## Excerpt to read
-- START --

In yet another aspect of the invention, the use of circumferentially-spaced, secondary gage pads rotationally offset from the primary gage pads provides superior bit stabilization by providing lateral support for the bit at twice as many circumferential locations as if only elongated primary gage pads or circumferentially-aligned primary and secondary gage pads were employed. Thus, bit stability is enhanced during both linear and non-linear drilling, and any tendency toward undesirable side cutting by the bit is reduced. Moreover, each primary junk slot communicates with two secondary junk slots, promoting fluid flow away from the bit face and reducing any clogging tendency.
In still another aspect of the invention, the secondary gage pads employed in the inventive bit are equipped with cutters on their longitudinally leading edges or surfaces at locations extending radially outwardly only substantially to the radially outer bearing surfaces of the secondary gage pads. Such cutters may also lie longitudinally above the leading edges or surfaces of a pad, but again do not extend beyond the radially outer bearing surface. Such cutters may comprise natural diamonds, thermally stable PDCs, or conventional PDCs comprised of a diamond table supported on a tungsten carbide substrate. The presence of the secondary gage pad cutters provides a reaming capability to the bit so that borehole sidewall irregularities created as the bit drills ahead are smoothed by the passage of the secondary gage pads. Thus, any minor ledging created as a result of bit lateral vibrations or by frequent flexing of the bottomhole assembly driving the bit due to inconsistent application of weight on bit can be removed, improving borehole quality.

-- END --

## Problem 1
Pick out every row that contains the string "snow" and copy those rows.
The drill bit passage and the rows have nothing to do with each other.

## Collected data
-- START --

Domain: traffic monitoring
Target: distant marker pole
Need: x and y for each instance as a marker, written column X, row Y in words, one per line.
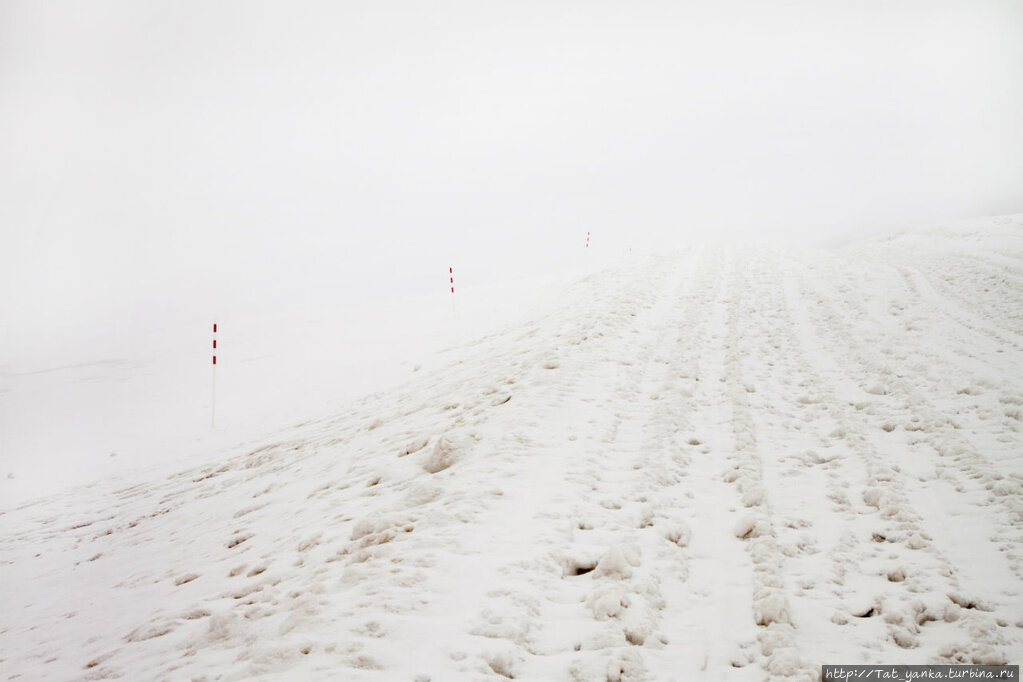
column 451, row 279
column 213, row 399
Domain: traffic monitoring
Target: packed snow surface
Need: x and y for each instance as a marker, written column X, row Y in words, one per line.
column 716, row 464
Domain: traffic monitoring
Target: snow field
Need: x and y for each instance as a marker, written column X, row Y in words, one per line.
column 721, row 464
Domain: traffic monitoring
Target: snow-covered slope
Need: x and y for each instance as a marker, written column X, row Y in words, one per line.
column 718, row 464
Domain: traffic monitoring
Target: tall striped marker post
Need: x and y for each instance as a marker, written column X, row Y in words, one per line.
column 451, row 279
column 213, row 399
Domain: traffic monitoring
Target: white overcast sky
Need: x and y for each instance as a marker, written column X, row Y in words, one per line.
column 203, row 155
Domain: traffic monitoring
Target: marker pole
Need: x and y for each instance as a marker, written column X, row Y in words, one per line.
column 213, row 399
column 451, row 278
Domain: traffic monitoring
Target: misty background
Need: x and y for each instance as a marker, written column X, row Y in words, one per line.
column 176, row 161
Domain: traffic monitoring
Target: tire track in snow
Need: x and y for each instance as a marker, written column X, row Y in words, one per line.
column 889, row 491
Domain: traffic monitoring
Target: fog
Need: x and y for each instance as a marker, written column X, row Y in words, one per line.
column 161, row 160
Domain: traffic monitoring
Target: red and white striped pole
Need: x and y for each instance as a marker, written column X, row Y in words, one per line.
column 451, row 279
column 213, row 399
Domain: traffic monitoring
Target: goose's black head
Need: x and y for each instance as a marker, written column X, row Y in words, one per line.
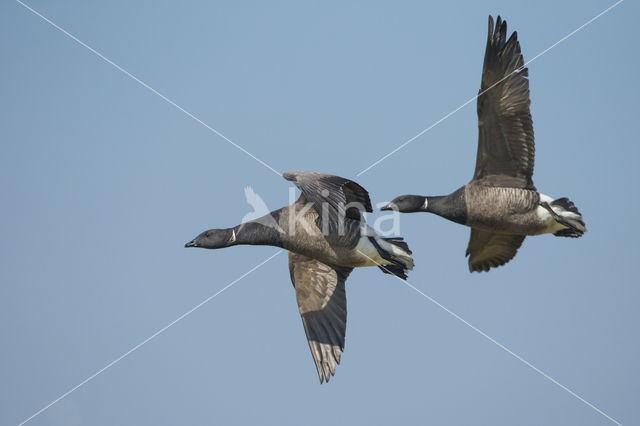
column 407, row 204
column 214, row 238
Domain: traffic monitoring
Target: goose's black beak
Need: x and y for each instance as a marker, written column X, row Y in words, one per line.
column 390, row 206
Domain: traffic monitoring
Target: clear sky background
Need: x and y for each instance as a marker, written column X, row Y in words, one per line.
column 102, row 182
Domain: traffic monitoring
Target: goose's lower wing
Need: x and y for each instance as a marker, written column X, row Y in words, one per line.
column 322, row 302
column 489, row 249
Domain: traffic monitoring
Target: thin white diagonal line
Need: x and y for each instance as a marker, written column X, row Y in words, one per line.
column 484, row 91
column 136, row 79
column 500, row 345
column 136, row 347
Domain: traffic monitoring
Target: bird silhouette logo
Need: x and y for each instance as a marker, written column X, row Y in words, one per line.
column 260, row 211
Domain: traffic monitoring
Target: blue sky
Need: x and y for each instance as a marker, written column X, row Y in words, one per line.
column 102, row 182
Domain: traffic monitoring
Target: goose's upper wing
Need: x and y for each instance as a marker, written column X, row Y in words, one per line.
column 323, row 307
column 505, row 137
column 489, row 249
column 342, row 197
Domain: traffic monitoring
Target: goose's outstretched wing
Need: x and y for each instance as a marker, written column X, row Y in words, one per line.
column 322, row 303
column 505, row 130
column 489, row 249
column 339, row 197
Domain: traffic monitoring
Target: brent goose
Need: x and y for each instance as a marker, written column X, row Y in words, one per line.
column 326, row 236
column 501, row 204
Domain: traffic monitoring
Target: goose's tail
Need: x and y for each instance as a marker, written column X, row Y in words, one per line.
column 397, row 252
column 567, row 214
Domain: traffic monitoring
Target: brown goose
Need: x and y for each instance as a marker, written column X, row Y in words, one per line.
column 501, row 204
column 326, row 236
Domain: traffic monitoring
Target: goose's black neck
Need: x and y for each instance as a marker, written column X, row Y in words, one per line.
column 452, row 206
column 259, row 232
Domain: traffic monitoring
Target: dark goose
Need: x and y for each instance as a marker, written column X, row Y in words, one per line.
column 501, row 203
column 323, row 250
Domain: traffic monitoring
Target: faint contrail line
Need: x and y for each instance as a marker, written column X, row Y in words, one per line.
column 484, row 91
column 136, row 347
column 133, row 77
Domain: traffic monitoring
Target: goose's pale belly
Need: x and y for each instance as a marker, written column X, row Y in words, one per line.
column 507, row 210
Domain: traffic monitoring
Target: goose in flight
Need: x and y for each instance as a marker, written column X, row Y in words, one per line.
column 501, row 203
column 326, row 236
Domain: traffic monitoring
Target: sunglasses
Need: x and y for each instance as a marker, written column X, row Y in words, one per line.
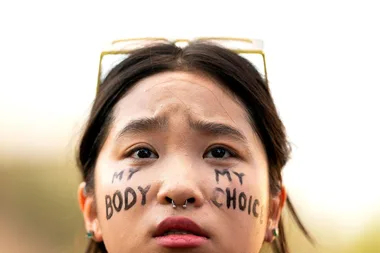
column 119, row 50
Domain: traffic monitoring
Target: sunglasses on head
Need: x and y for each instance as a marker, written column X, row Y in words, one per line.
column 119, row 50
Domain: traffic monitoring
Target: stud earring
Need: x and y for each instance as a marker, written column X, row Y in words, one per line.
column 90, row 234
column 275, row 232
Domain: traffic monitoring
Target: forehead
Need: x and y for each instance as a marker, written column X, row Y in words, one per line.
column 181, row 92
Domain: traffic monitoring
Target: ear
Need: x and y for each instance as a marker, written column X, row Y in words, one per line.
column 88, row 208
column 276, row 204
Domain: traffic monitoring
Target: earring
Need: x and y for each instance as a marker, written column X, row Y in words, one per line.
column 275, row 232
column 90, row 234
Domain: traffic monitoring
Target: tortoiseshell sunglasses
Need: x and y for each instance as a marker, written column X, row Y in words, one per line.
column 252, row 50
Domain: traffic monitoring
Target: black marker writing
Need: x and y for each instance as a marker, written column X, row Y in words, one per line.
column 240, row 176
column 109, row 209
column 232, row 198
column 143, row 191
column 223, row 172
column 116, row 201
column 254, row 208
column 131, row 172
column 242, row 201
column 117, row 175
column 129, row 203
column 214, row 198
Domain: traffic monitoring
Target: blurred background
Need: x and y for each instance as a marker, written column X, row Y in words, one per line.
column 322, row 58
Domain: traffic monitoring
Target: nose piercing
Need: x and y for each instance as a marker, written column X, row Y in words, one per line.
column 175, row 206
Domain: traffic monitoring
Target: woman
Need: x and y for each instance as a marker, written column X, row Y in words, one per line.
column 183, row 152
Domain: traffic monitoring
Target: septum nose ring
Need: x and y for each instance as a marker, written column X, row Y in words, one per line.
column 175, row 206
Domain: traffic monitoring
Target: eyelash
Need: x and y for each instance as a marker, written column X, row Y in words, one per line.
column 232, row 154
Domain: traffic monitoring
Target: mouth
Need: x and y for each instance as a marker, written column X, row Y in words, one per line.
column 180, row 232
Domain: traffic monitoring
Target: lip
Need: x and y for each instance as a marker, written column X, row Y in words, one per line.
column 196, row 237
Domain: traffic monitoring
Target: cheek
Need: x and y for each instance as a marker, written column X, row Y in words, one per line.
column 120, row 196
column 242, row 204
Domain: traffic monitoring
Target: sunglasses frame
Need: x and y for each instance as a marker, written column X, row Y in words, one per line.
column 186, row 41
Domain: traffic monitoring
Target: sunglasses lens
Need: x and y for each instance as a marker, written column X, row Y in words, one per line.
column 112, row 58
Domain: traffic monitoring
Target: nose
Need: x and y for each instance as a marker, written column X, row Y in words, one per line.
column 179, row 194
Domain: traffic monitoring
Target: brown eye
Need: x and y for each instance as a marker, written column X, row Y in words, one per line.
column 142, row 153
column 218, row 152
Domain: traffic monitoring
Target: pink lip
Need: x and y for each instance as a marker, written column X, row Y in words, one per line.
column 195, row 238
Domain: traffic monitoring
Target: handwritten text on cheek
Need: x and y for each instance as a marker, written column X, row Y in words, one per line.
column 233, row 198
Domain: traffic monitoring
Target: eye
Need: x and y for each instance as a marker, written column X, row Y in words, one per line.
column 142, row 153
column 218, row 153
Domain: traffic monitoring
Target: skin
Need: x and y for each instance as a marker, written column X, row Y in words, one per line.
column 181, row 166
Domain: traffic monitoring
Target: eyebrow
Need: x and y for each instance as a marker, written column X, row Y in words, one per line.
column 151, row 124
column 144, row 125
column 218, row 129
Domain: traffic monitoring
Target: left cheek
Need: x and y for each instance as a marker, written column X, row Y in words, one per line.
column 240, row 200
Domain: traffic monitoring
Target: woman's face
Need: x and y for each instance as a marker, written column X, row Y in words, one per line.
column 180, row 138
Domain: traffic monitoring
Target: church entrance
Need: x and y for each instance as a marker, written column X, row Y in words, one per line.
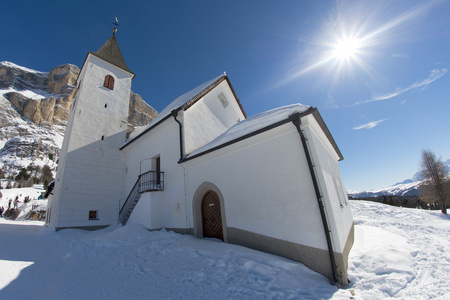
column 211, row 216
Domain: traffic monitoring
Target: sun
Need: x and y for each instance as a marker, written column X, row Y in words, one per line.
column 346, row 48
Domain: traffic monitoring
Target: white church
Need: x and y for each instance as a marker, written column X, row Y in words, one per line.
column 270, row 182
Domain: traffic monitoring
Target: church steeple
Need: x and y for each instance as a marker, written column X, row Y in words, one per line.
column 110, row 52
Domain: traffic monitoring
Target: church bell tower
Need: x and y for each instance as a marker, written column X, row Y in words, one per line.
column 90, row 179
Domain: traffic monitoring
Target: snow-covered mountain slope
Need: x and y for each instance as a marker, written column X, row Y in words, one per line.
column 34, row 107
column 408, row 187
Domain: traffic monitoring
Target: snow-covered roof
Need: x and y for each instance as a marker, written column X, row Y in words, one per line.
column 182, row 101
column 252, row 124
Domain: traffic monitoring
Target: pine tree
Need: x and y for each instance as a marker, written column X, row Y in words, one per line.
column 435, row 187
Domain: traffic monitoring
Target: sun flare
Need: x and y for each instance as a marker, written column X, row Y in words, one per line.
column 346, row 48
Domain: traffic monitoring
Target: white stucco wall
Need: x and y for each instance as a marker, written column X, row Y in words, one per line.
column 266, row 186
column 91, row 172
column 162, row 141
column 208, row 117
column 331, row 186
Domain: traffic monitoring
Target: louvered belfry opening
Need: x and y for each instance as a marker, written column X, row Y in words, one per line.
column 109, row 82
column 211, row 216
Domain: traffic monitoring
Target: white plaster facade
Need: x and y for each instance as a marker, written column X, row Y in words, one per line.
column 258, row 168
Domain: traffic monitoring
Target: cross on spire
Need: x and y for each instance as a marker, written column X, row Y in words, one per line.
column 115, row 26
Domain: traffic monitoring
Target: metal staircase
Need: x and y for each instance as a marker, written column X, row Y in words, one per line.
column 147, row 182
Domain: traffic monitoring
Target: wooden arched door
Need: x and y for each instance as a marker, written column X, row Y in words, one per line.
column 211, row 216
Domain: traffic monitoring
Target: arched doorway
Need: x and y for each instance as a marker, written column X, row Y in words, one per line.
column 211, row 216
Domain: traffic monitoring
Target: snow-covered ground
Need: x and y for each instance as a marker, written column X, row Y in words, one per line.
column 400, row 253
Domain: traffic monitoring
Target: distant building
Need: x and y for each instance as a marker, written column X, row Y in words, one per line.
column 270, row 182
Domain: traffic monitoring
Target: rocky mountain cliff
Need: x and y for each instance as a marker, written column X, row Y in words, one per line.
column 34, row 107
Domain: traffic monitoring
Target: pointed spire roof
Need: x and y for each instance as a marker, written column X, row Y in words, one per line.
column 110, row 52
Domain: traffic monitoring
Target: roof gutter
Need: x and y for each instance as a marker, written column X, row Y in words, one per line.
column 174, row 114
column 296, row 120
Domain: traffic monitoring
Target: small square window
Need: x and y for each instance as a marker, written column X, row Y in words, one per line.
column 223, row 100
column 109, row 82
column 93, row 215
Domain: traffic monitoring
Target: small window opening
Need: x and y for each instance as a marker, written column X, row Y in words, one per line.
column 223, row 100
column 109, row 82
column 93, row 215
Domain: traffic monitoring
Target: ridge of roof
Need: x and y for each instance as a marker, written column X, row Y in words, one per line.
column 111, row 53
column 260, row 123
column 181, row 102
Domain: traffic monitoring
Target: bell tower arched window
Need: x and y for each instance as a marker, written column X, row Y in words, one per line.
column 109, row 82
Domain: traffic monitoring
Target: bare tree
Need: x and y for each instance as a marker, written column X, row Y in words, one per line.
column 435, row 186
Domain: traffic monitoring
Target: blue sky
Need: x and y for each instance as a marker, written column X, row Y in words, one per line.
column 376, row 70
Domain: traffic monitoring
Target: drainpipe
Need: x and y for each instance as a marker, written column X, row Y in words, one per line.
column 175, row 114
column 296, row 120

-- END --

## Problem 2
From the drill bit passage, write out the stretch that begins at the words "In yet another" and stops after "any clogging tendency.", substituting "improved" for "superior".

## Complete answer 1
Target: packed snow surface
Target: snow field
Target: snow-covered slope
Target: tire track in snow
Target: snow-covered mountain slope
Target: snow-covered roof
Target: snow-covered ground

## Complete answer 2
In yet another aspect of the invention, the use of circumferentially-spaced, secondary gage pads rotationally offset from the primary gage pads provides improved bit stabilization by providing lateral support for the bit at twice as many circumferential locations as if only elongated primary gage pads or circumferentially-aligned primary and secondary gage pads were employed. Thus, bit stability is enhanced during both linear and non-linear drilling, and any tendency toward undesirable side cutting by the bit is reduced. Moreover, each primary junk slot communicates with two secondary junk slots, promoting fluid flow away from the bit face and reducing any clogging tendency.